**Problem to work on**
Give the listing again exactly, omitting its images.
┄┄┄┄┄┄┄┄┄┄
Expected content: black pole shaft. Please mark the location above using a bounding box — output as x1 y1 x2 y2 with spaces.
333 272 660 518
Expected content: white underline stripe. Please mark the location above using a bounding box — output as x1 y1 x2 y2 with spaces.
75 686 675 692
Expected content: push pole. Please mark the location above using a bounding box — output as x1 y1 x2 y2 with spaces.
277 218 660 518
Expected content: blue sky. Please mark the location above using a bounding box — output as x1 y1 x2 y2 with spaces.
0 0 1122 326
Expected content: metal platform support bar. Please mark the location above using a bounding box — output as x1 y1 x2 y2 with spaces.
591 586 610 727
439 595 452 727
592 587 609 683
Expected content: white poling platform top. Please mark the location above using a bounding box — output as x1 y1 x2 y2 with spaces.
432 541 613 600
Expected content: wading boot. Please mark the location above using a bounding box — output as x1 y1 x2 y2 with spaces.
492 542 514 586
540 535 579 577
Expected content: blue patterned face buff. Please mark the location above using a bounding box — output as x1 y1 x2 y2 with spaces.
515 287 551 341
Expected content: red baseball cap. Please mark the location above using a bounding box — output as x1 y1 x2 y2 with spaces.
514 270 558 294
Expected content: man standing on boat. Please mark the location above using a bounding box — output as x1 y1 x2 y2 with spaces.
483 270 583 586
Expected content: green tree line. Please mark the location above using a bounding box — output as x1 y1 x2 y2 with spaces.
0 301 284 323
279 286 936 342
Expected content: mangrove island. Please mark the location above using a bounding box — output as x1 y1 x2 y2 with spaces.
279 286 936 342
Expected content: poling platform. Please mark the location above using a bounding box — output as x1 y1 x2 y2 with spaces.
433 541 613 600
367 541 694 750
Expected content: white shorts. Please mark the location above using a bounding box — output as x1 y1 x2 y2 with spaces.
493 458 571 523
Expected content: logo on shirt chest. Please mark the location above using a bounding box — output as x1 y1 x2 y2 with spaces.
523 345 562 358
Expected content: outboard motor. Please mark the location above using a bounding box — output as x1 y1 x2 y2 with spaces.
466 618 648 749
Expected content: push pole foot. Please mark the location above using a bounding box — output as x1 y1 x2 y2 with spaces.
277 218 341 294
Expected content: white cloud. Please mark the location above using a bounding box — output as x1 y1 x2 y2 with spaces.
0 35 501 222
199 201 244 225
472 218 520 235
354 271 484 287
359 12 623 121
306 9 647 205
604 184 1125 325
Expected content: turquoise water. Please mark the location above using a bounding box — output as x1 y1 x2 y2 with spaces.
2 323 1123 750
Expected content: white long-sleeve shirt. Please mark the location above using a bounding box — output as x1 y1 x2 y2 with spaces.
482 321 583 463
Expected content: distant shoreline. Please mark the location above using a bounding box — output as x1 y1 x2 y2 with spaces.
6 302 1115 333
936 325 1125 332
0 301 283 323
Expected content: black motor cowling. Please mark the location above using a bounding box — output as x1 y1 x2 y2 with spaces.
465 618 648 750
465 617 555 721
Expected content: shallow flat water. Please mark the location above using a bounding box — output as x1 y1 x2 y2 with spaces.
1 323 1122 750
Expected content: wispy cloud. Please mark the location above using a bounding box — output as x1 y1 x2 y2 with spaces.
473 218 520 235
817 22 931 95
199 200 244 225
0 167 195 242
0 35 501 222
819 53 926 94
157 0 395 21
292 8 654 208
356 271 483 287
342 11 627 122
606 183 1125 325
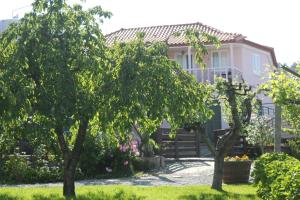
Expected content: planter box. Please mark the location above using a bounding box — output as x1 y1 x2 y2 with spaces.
223 160 251 184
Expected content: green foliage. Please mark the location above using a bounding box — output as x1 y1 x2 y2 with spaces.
261 68 300 134
78 132 140 177
0 0 111 149
3 154 35 183
102 34 214 155
184 29 220 68
2 148 63 183
252 153 300 200
215 78 254 128
245 115 274 153
287 138 300 160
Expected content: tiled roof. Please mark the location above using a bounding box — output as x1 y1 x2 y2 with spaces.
105 22 246 46
105 22 277 65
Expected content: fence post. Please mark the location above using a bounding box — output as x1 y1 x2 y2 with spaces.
274 105 282 152
195 130 201 157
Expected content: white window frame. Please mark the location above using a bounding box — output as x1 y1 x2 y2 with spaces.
174 52 194 70
252 53 261 76
211 50 229 68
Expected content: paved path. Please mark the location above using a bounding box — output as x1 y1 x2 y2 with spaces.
0 158 215 187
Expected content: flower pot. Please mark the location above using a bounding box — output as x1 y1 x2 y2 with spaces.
223 160 251 184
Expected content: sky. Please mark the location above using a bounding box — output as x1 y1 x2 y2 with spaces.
0 0 299 64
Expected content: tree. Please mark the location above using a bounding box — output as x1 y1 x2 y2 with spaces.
0 1 215 198
101 33 215 157
245 115 274 154
261 65 300 134
0 0 111 197
211 79 253 190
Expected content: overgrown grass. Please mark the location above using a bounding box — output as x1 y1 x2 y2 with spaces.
0 185 258 200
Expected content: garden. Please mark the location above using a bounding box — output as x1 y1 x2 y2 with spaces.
1 0 300 200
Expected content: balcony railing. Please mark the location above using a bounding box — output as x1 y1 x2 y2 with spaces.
183 66 243 83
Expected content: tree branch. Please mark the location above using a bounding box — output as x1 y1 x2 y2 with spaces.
71 118 89 163
55 126 70 154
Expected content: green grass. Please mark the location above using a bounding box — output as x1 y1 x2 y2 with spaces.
0 185 259 200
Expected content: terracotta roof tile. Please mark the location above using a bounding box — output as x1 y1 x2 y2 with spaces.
105 22 245 46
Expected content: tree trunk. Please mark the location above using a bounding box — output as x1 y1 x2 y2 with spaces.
211 80 250 191
211 129 232 190
63 155 76 197
212 149 225 190
197 125 215 156
55 118 89 198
┄┄┄┄┄┄┄┄┄┄
**Worked solution**
Expected content: black pole shaft. Please mark the location above using a bounding box — output as x1 y1 x2 y2 with spaces.
333 272 660 518
Expected content: white underline stripe. Please mark the location above using a bounding box — output as x1 y1 x2 y2 with spaces.
75 686 675 692
Expected content: push pole. Please mark the location above using a bounding box — output as x1 y1 x2 y2 with spaces.
277 218 660 518
Expected content: blue sky. Please mark the location above using a bounding box — output as x1 y1 x2 y2 with spaces.
0 0 1122 326
Expected content: metal platform support bar. Please mark the location above using a bounding box — output as x1 y1 x2 y2 with spaces.
591 586 610 727
439 595 452 727
592 587 609 683
Expected content: white poling platform top. Please mark the location above using a bounding box — output as x1 y1 x2 y2 with spaces.
432 541 613 600
Expected content: wading boot. Please mark the location above using a bounding box — output as x1 y1 x2 y2 with spaces.
492 542 514 586
540 535 579 577
Expected content: blue patterned face buff. Please mark the location above using a bounding box — output as x1 y1 x2 y2 with spaces.
515 287 551 341
Expected content: red baseball cap. Please mark the location above using a bounding box — output as x1 y1 x2 y2 with spaces.
514 270 558 294
Expected content: man standing on boat. Please mark the location above using a bounding box — output as x1 y1 x2 y2 with spaces.
483 270 583 586
Expected content: green tree line. Please mark the location above using a bounding box — output as x1 y1 x2 y2 with spaces.
0 301 284 323
279 286 936 342
Expected content: mangrove island. Please mark the location above using a bounding box — output as x1 y1 x2 y2 with spaces.
279 286 936 342
Expected content: poling platform. Please mark the location above using a bounding box — output as x1 y1 x2 y2 with spaces.
433 541 613 600
367 541 694 750
Expected content: white shorts. Please mark the location above using a bounding box — output as x1 y1 x2 y2 with spaces.
493 458 571 523
Expected content: logo on shirt chest. Please mark the location above using a bounding box — output as x1 y1 x2 y2 with spaces.
523 345 562 358
Expected content: outboard motor. Please mark the location above using a bounding box — output as x1 y1 x2 y2 with spaces.
466 618 648 749
Expected content: push pole foot. Please mark the location above using a bounding box — output as x1 y1 x2 y2 with spaces.
277 218 341 294
Expected content: white cloud. Please mark the location above using a bounding box — output as x1 y1 x2 y2 with spaces.
0 35 501 222
199 201 244 225
472 218 520 235
354 271 484 287
359 12 623 121
306 9 647 205
604 184 1125 325
Expected content: turquoise water. Please mark the location above using a bounding box — output as x1 y1 x2 y2 with spaces.
2 323 1123 750
Expected content: white long-sleeve shirt. Please mark the location above using a bounding box — output as x1 y1 x2 y2 with spaces.
482 321 583 463
Expected content: distant shoreline. Please mark the location above using a bounding box — output as x1 y1 x2 y2 with spaces.
6 302 1115 333
936 325 1125 332
0 301 283 323
Expected content: black motor cowling. Please mark the location above using a bounding box — output as x1 y1 x2 y2 with spaces.
465 618 648 750
465 617 555 721
Expected content: shallow flat water. Please mark the location above using a bounding box — output as x1 y1 x2 y2 with spaces.
1 323 1122 750
Expected content: wispy cloud. Please mark the location above using a bounding box — output as x1 y1 x2 y2 with spaces.
473 218 520 235
817 22 931 95
199 200 244 225
0 167 195 242
0 35 501 222
819 53 926 94
157 0 395 21
292 8 654 208
356 271 483 287
342 11 627 122
606 183 1125 325
Expected content: planter box. Please mark the location above using a bounding box — output as x1 y1 x2 y2 with spaces.
223 160 251 184
Expected content: green foliage. Please mark the location above using a bounding box — output as x1 y1 x2 y2 with spaces.
261 68 300 134
78 132 140 177
0 0 111 149
3 154 35 183
102 34 214 155
184 29 220 68
2 148 63 183
252 153 300 200
215 78 254 128
245 115 274 153
287 138 300 160
Expected content: tiled roof. Please mark the location above using a bounding box — output as x1 y1 x2 y2 with spaces.
105 22 246 46
105 22 277 65
Expected content: fence post. Please mark the location above using a bounding box — output as x1 y1 x2 y2 with spaces.
274 105 282 152
195 130 201 157
Expected content: white window frame. Please mark the location above using a bounding box — output as x1 y1 x2 y2 with spaces.
174 52 194 70
252 53 261 76
211 50 229 68
Expected content: paved path. Please mark the location above using a bounding box — output as x1 y1 x2 y2 with spaces.
0 158 215 187
Expected content: flower pot. Please mark the location above using a bounding box — output as x1 y1 x2 y2 with spaces.
223 160 251 184
Expected content: sky. Please mark the location above using a bounding box — output as x1 y1 x2 y2 with spaces.
0 0 299 64
Expected content: tree. Please mark the location above using a bounding box — output as x1 y1 x2 y2 with spaces.
0 1 215 198
101 33 215 157
245 115 274 154
261 65 300 134
0 0 111 197
211 79 253 190
Expected content: overgrown grass. Please mark the location above using a bounding box — output as x1 y1 x2 y2 with spaces.
0 185 258 200
Expected content: garden. Please mark the location above using a bounding box — output as x1 y1 x2 y2 with spaces.
1 0 300 200
Expected content: balcony railing. Please mark the location above using a bounding box — output as x1 y1 x2 y2 with spaces.
183 66 243 83
Expected content: tree branch. Please mark the location above using a bounding box — output as x1 y1 x2 y2 with spaces.
71 118 89 163
55 126 70 154
Expected content: green grass. Please mark the location above using a bounding box — output as x1 y1 x2 y2 with spaces.
0 185 259 200
Expected content: terracotta roof tile. Please mark the location above using a bounding box — output as x1 y1 x2 y2 with spaces.
105 22 245 46
Expected content: tree trunk. Please mark the location above using a bounding box — output as x1 y1 x2 y2 with spaces.
211 80 250 191
211 129 232 190
63 155 76 197
212 149 225 190
197 125 215 156
55 118 89 198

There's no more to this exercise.